===== Records for this task =====

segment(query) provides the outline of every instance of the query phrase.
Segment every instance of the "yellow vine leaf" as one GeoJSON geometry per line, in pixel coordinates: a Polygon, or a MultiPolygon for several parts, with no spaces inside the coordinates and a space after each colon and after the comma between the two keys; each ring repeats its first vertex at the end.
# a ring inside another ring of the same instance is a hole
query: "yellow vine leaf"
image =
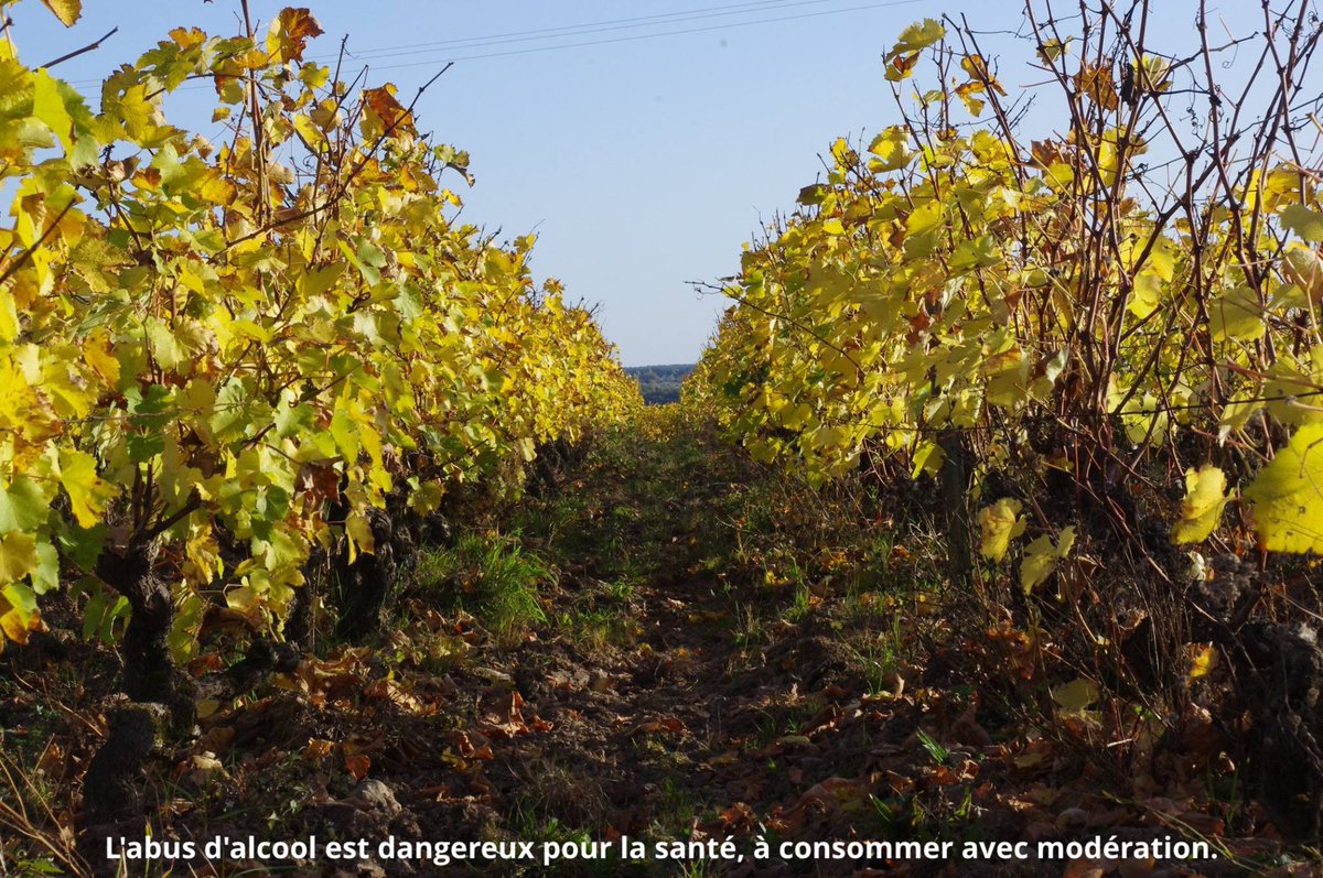
{"type": "Polygon", "coordinates": [[[1323,241],[1323,213],[1302,204],[1293,204],[1282,210],[1282,225],[1312,243],[1323,241]]]}
{"type": "Polygon", "coordinates": [[[114,487],[97,476],[97,461],[82,451],[60,452],[60,484],[69,493],[69,505],[79,528],[93,528],[101,521],[114,487]]]}
{"type": "Polygon", "coordinates": [[[321,25],[306,7],[280,9],[266,34],[266,50],[279,60],[303,61],[308,40],[321,36],[321,25]]]}
{"type": "Polygon", "coordinates": [[[60,24],[66,28],[74,26],[74,22],[82,17],[82,0],[41,0],[41,3],[54,12],[60,24]]]}
{"type": "Polygon", "coordinates": [[[1323,551],[1323,423],[1304,424],[1245,488],[1269,551],[1323,551]]]}
{"type": "Polygon", "coordinates": [[[1189,658],[1189,674],[1187,680],[1189,682],[1200,677],[1207,677],[1217,666],[1217,649],[1211,643],[1203,645],[1191,644],[1187,655],[1189,658]]]}
{"type": "Polygon", "coordinates": [[[1061,707],[1062,713],[1081,714],[1089,709],[1102,693],[1091,681],[1080,677],[1068,684],[1052,689],[1052,701],[1061,707]]]}
{"type": "Polygon", "coordinates": [[[1185,471],[1185,500],[1180,504],[1180,521],[1172,528],[1175,543],[1203,542],[1217,526],[1226,506],[1226,473],[1204,464],[1185,471]]]}
{"type": "Polygon", "coordinates": [[[1020,509],[1023,504],[1009,497],[979,509],[979,529],[983,533],[979,553],[984,558],[1002,561],[1011,541],[1024,533],[1025,520],[1020,516],[1020,509]]]}

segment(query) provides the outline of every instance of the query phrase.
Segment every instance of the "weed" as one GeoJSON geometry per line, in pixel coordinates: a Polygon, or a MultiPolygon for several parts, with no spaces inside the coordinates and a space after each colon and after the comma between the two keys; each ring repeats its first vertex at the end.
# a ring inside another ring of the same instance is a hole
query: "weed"
{"type": "Polygon", "coordinates": [[[450,549],[423,553],[415,571],[425,595],[438,602],[448,596],[507,647],[546,621],[538,588],[554,580],[552,567],[529,551],[517,533],[466,533],[450,549]]]}

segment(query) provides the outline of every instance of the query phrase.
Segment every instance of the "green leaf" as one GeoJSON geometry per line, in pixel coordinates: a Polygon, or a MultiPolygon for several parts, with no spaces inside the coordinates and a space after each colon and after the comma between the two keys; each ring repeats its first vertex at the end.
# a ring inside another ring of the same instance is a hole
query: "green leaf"
{"type": "Polygon", "coordinates": [[[41,487],[32,479],[19,476],[13,484],[0,488],[0,534],[36,530],[46,520],[49,509],[41,487]]]}
{"type": "Polygon", "coordinates": [[[1052,701],[1068,714],[1081,714],[1089,709],[1102,693],[1091,681],[1080,677],[1070,682],[1056,686],[1052,690],[1052,701]]]}
{"type": "Polygon", "coordinates": [[[32,534],[8,533],[0,537],[0,583],[19,582],[40,562],[37,541],[32,534]]]}
{"type": "Polygon", "coordinates": [[[1057,569],[1057,562],[1064,561],[1074,546],[1074,528],[1064,528],[1057,545],[1052,545],[1052,538],[1043,536],[1029,543],[1024,550],[1024,561],[1020,562],[1020,587],[1024,594],[1029,594],[1057,569]]]}
{"type": "Polygon", "coordinates": [[[945,36],[946,28],[937,19],[916,21],[901,30],[901,36],[896,38],[896,45],[892,46],[892,54],[926,49],[945,36]]]}
{"type": "Polygon", "coordinates": [[[101,521],[106,501],[115,496],[114,487],[97,476],[97,461],[82,451],[60,452],[60,484],[65,487],[74,518],[82,528],[101,521]]]}
{"type": "Polygon", "coordinates": [[[1310,243],[1323,241],[1323,213],[1293,204],[1282,210],[1282,225],[1310,243]]]}

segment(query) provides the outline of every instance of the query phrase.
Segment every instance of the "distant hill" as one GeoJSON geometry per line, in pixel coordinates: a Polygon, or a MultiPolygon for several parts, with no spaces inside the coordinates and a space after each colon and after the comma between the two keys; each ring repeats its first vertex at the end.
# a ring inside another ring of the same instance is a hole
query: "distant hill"
{"type": "Polygon", "coordinates": [[[644,402],[650,406],[660,406],[680,398],[680,382],[693,372],[693,365],[692,362],[679,362],[664,366],[626,366],[624,372],[639,382],[644,402]]]}

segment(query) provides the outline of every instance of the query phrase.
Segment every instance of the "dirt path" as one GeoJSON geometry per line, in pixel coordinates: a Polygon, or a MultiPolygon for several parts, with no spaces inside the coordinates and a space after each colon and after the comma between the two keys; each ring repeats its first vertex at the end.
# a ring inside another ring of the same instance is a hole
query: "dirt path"
{"type": "MultiPolygon", "coordinates": [[[[721,522],[741,487],[728,468],[741,464],[695,440],[684,434],[607,448],[549,501],[574,514],[544,547],[593,550],[565,559],[568,575],[552,598],[562,608],[556,624],[505,653],[480,648],[451,674],[451,714],[472,719],[451,739],[480,756],[463,766],[472,772],[466,789],[446,784],[439,797],[407,803],[419,825],[462,837],[623,834],[650,846],[888,832],[869,774],[910,759],[896,756],[906,754],[900,744],[916,717],[868,697],[868,672],[841,648],[839,623],[792,621],[785,590],[740,582],[722,566],[732,532],[721,522]],[[492,682],[474,688],[484,680],[492,682]]],[[[651,862],[632,870],[806,867],[651,862]]]]}

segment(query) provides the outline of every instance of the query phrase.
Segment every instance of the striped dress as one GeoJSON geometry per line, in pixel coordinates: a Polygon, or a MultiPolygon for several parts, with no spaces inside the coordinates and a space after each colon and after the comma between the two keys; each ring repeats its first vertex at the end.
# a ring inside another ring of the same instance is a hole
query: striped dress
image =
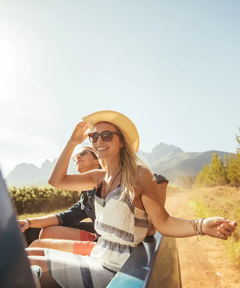
{"type": "Polygon", "coordinates": [[[105,288],[146,236],[148,218],[125,195],[121,186],[103,199],[95,194],[95,229],[101,236],[90,257],[45,249],[49,271],[64,288],[105,288]]]}

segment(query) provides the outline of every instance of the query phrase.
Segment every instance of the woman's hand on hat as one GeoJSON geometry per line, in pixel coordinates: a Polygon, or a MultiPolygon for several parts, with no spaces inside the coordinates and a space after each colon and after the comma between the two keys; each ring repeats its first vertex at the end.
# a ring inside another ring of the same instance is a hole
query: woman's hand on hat
{"type": "Polygon", "coordinates": [[[237,226],[235,221],[222,217],[212,217],[203,220],[202,229],[206,235],[226,240],[231,237],[237,226]]]}
{"type": "Polygon", "coordinates": [[[85,121],[79,123],[74,130],[69,141],[76,145],[81,144],[88,138],[88,133],[86,132],[88,129],[88,124],[85,121]]]}

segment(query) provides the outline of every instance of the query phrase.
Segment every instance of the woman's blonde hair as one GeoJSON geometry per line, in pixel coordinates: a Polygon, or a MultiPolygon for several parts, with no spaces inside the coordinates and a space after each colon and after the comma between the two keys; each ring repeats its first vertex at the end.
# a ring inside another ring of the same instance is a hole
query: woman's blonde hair
{"type": "MultiPolygon", "coordinates": [[[[120,198],[127,194],[132,202],[134,198],[134,191],[137,187],[139,167],[143,167],[149,171],[152,175],[153,179],[154,176],[148,166],[137,156],[133,146],[131,144],[128,136],[115,125],[114,126],[117,128],[120,135],[120,141],[124,145],[120,151],[120,166],[122,169],[123,179],[120,198]]],[[[100,159],[99,162],[103,169],[106,169],[107,167],[104,160],[100,159]]]]}

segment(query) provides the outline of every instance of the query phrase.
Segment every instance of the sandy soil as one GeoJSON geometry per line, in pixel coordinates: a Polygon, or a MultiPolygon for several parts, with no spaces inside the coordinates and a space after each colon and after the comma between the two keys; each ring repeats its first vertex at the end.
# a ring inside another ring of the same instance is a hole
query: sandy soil
{"type": "MultiPolygon", "coordinates": [[[[191,192],[183,192],[167,197],[166,207],[170,215],[194,219],[188,205],[190,196],[191,192]]],[[[231,265],[223,240],[207,236],[199,239],[177,239],[183,288],[240,288],[240,271],[231,265]]]]}

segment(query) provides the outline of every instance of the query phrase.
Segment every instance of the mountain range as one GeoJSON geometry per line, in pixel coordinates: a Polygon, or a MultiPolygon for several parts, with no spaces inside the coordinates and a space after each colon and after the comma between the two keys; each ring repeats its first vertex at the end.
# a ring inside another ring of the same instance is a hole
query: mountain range
{"type": "MultiPolygon", "coordinates": [[[[139,150],[138,156],[143,160],[154,173],[160,174],[169,180],[170,183],[178,184],[178,177],[189,175],[196,176],[203,165],[210,163],[211,155],[217,152],[224,161],[226,153],[223,151],[212,150],[204,152],[185,152],[174,145],[167,145],[162,142],[153,148],[150,153],[139,150]]],[[[17,165],[9,173],[5,180],[8,186],[16,187],[23,185],[48,185],[48,180],[57,161],[46,160],[39,168],[33,164],[23,163],[17,165]]],[[[68,170],[69,174],[76,172],[75,163],[70,161],[68,170]]]]}

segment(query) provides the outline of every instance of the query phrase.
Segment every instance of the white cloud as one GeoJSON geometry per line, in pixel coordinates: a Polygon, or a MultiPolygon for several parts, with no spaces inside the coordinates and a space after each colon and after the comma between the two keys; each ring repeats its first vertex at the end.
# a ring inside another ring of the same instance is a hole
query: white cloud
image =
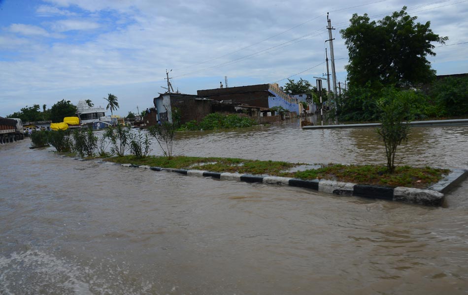
{"type": "Polygon", "coordinates": [[[13,33],[19,33],[27,36],[36,35],[48,37],[50,35],[49,32],[42,28],[24,24],[12,24],[10,26],[9,30],[13,33]]]}
{"type": "Polygon", "coordinates": [[[38,7],[36,9],[36,13],[39,16],[55,16],[58,15],[70,16],[76,15],[76,14],[74,12],[65,9],[59,9],[56,7],[46,5],[41,5],[38,7]]]}
{"type": "Polygon", "coordinates": [[[62,32],[71,30],[92,30],[99,28],[100,26],[97,23],[89,21],[63,20],[53,23],[51,27],[54,30],[62,32]]]}
{"type": "Polygon", "coordinates": [[[28,44],[29,44],[29,41],[24,38],[0,35],[0,49],[11,50],[28,44]]]}

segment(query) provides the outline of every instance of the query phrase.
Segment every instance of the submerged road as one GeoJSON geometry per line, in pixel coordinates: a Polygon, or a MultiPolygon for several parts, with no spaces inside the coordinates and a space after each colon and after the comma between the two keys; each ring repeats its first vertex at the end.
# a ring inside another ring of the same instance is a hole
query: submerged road
{"type": "MultiPolygon", "coordinates": [[[[468,168],[467,129],[414,128],[399,160],[468,168]]],[[[174,152],[383,163],[373,132],[293,121],[179,134],[174,152]]],[[[467,182],[427,207],[81,162],[28,140],[0,146],[0,294],[468,291],[467,182]]]]}

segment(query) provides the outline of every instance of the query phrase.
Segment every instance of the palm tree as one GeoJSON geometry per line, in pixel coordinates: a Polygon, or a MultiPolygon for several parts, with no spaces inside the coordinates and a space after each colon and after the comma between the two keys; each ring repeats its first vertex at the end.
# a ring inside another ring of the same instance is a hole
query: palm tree
{"type": "Polygon", "coordinates": [[[45,121],[45,108],[47,105],[44,104],[42,105],[42,119],[45,121]]]}
{"type": "Polygon", "coordinates": [[[113,115],[113,111],[117,110],[119,108],[119,103],[117,102],[117,97],[113,94],[109,93],[107,94],[107,98],[104,97],[104,99],[107,101],[107,106],[105,109],[110,109],[110,115],[113,115]]]}
{"type": "Polygon", "coordinates": [[[90,108],[92,108],[94,106],[94,104],[91,102],[91,99],[87,99],[85,100],[85,102],[86,103],[86,104],[87,104],[89,106],[90,108]]]}

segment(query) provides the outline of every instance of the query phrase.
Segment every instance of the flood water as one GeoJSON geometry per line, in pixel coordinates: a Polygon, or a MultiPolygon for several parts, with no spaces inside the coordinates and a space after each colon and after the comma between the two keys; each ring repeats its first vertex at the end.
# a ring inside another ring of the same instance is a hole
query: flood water
{"type": "MultiPolygon", "coordinates": [[[[372,128],[293,121],[177,135],[177,154],[385,161],[372,128]]],[[[468,181],[434,208],[81,162],[30,145],[0,146],[0,294],[468,294],[468,181]]],[[[468,127],[414,128],[398,155],[468,168],[468,127]]]]}

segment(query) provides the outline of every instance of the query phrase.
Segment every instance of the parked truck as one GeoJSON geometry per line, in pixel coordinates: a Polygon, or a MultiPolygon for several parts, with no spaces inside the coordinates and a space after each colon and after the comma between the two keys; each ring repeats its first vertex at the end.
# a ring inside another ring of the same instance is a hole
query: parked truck
{"type": "Polygon", "coordinates": [[[0,144],[24,139],[23,121],[18,118],[0,117],[0,144]]]}

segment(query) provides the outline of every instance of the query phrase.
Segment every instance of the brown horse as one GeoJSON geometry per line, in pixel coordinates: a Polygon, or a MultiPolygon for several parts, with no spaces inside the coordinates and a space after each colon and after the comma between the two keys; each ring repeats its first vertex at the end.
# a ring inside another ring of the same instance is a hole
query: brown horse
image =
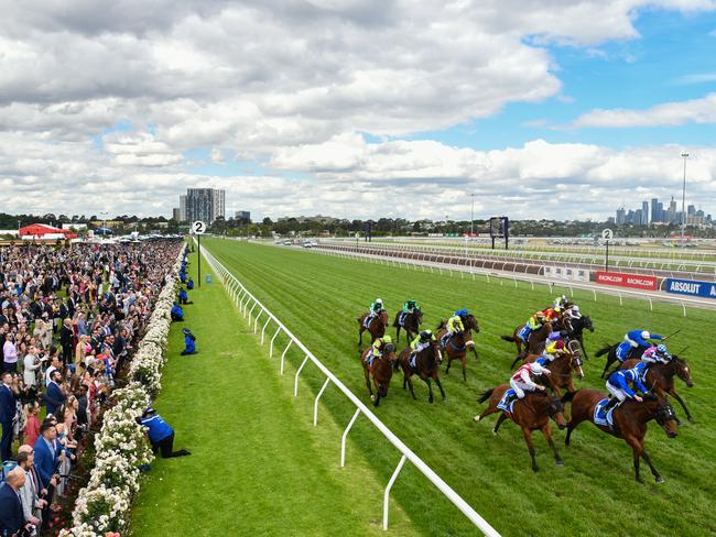
{"type": "Polygon", "coordinates": [[[408,347],[402,350],[398,358],[400,365],[403,368],[403,390],[405,390],[405,385],[410,386],[410,394],[414,399],[416,398],[411,377],[414,374],[417,374],[423,381],[425,381],[425,384],[427,384],[427,401],[430,403],[433,402],[433,385],[430,382],[431,379],[435,381],[435,384],[437,384],[443,401],[447,399],[445,390],[443,390],[443,384],[440,382],[440,364],[443,363],[443,354],[440,351],[437,341],[431,341],[425,349],[417,353],[415,357],[415,368],[410,364],[410,347],[408,347]]]}
{"type": "MultiPolygon", "coordinates": [[[[578,392],[567,394],[565,398],[572,401],[572,419],[567,424],[567,436],[564,439],[565,446],[569,445],[572,431],[582,421],[592,421],[594,424],[594,408],[597,404],[606,398],[607,395],[596,390],[579,390],[578,392]]],[[[644,437],[647,436],[647,424],[652,419],[666,432],[669,438],[676,436],[676,421],[674,409],[665,399],[654,396],[644,396],[643,403],[633,399],[627,399],[614,410],[614,430],[603,425],[596,425],[603,431],[622,438],[633,451],[634,457],[634,476],[637,481],[643,483],[639,476],[639,459],[649,464],[651,473],[657,483],[663,483],[664,479],[659,474],[651,462],[649,454],[644,451],[644,437]]]]}
{"type": "Polygon", "coordinates": [[[393,327],[395,327],[395,343],[400,341],[401,328],[405,330],[405,337],[410,342],[417,336],[420,332],[420,326],[423,324],[423,311],[420,308],[415,308],[411,314],[405,314],[402,325],[399,322],[401,314],[402,311],[398,311],[395,314],[395,320],[393,321],[393,327]]]}
{"type": "Polygon", "coordinates": [[[366,317],[370,315],[370,311],[366,311],[364,315],[360,317],[356,317],[356,320],[358,321],[358,347],[362,346],[364,342],[364,332],[368,330],[370,333],[370,342],[372,343],[376,341],[378,338],[382,338],[386,336],[386,327],[388,326],[388,311],[384,309],[370,319],[370,322],[368,324],[368,328],[366,328],[366,317]]]}
{"type": "MultiPolygon", "coordinates": [[[[627,360],[619,366],[619,369],[632,369],[638,363],[639,360],[627,360]]],[[[681,395],[679,395],[676,387],[674,386],[674,376],[679,376],[679,379],[684,381],[687,387],[694,387],[694,382],[691,380],[691,370],[688,369],[686,360],[683,360],[676,355],[673,355],[672,360],[669,363],[657,362],[652,365],[649,365],[649,371],[647,372],[647,382],[644,384],[651,391],[655,392],[657,395],[663,397],[664,399],[666,398],[666,394],[675,398],[686,413],[686,419],[693,424],[694,418],[688,412],[686,403],[684,403],[684,399],[681,398],[681,395]]],[[[679,423],[679,418],[676,418],[676,423],[679,423]]]]}
{"type": "Polygon", "coordinates": [[[531,354],[536,354],[541,352],[539,349],[540,343],[543,343],[547,339],[547,336],[552,332],[552,324],[545,322],[536,330],[530,333],[529,342],[525,343],[522,341],[522,338],[518,336],[520,331],[524,328],[524,325],[520,325],[514,329],[512,336],[500,336],[505,341],[510,341],[517,346],[518,355],[522,355],[522,346],[524,346],[524,351],[531,354]]]}
{"type": "MultiPolygon", "coordinates": [[[[534,362],[540,357],[538,354],[528,354],[524,359],[525,362],[534,362]]],[[[572,380],[572,372],[575,372],[579,379],[584,379],[584,371],[582,370],[582,354],[578,341],[569,341],[568,349],[564,354],[555,358],[545,365],[552,374],[542,377],[545,386],[550,386],[557,397],[562,397],[562,390],[567,393],[576,392],[574,382],[572,380]]]]}
{"type": "Polygon", "coordinates": [[[390,386],[390,380],[393,376],[393,366],[395,363],[395,346],[392,343],[387,343],[383,348],[383,352],[380,358],[373,359],[373,363],[368,365],[368,354],[372,352],[372,348],[369,347],[360,355],[360,363],[364,366],[364,373],[366,374],[366,386],[368,386],[368,392],[370,392],[370,401],[373,402],[375,406],[380,405],[380,398],[388,396],[388,386],[390,386]],[[370,386],[370,376],[373,377],[373,384],[376,385],[376,395],[373,395],[372,387],[370,386]]]}
{"type": "MultiPolygon", "coordinates": [[[[445,321],[442,321],[437,326],[437,341],[442,341],[445,333],[447,333],[447,328],[445,327],[445,321]]],[[[443,350],[445,351],[445,354],[447,354],[447,368],[445,369],[445,374],[449,373],[453,360],[459,360],[463,364],[463,380],[467,382],[467,351],[473,350],[473,352],[475,352],[475,358],[477,358],[475,341],[473,341],[470,331],[464,330],[454,333],[453,337],[447,340],[447,344],[443,350]]]]}
{"type": "Polygon", "coordinates": [[[530,457],[532,458],[532,470],[534,472],[539,471],[534,445],[532,443],[532,431],[541,430],[546,438],[552,452],[554,453],[554,461],[557,467],[564,465],[560,453],[557,453],[557,448],[554,446],[554,440],[552,440],[552,429],[550,428],[550,418],[554,419],[560,429],[566,427],[566,421],[564,420],[564,405],[557,397],[550,397],[543,392],[530,392],[523,399],[518,399],[514,402],[511,413],[506,413],[497,408],[497,404],[505,395],[505,392],[510,386],[507,384],[501,384],[492,390],[487,390],[484,392],[480,397],[477,399],[479,403],[485,403],[487,399],[490,399],[489,406],[482,410],[480,414],[475,416],[475,421],[479,421],[490,414],[501,412],[500,417],[495,424],[492,432],[497,435],[497,430],[500,427],[500,424],[509,416],[512,418],[520,428],[522,429],[522,436],[527,442],[528,450],[530,451],[530,457]]]}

=====

__What to work on__.
How many lines of the records above contain the string "woman"? Case counts; give only the number.

__The answer__.
4